## Task directions
Please rewrite all of the records below, swapping "gravel ground" for "gravel surface" and keeping everything else unchanged. Leave the pictures out of your answer.

## Input for this task
--- --- ---
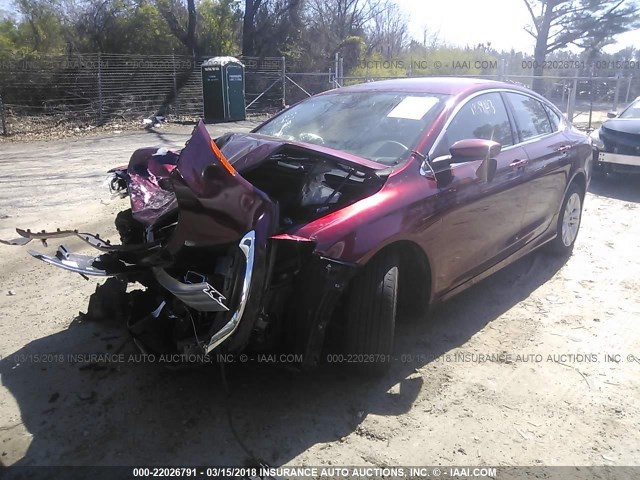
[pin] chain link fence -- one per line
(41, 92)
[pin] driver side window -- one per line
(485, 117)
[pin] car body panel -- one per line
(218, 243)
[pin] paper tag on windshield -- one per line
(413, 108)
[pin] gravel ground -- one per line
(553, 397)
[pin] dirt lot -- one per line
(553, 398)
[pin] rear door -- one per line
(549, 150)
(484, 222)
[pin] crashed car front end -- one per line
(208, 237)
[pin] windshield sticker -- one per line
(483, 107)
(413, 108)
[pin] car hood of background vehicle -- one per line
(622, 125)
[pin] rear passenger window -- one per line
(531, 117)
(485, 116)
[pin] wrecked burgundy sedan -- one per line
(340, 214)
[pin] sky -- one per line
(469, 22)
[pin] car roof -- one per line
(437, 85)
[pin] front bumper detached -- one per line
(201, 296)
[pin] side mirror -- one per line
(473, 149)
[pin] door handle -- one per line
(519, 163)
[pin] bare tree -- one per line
--- --- ---
## Answer to the task
[pin] chain link fence -- one per line
(41, 92)
[pin] driver side window -- one per line
(485, 117)
[pin] car body panel -- one per line
(218, 243)
[pin] paper tag on windshield -- one per line
(413, 108)
[pin] gravel surface -- one per line
(553, 397)
[pin] dirt lot -- one per line
(553, 398)
[pin] rear door -- one per line
(549, 150)
(484, 222)
[pin] crashed car front end -- one per line
(208, 237)
[pin] windshield sticker -- one per line
(483, 107)
(413, 108)
[pin] car hood of background vehicle -- one per line
(622, 125)
[pin] rear passenger window -- one per line
(531, 117)
(485, 116)
[pin] wrecked burgundy sedan -- one per line
(340, 214)
[pin] sky -- one per line
(469, 22)
[pin] car roof -- one per line
(437, 85)
[pin] front bumper detached -- one per line
(201, 296)
[pin] side mirror -- one per line
(473, 149)
[pin] door handle -- one per line
(519, 163)
[pin] bare tree -- one per line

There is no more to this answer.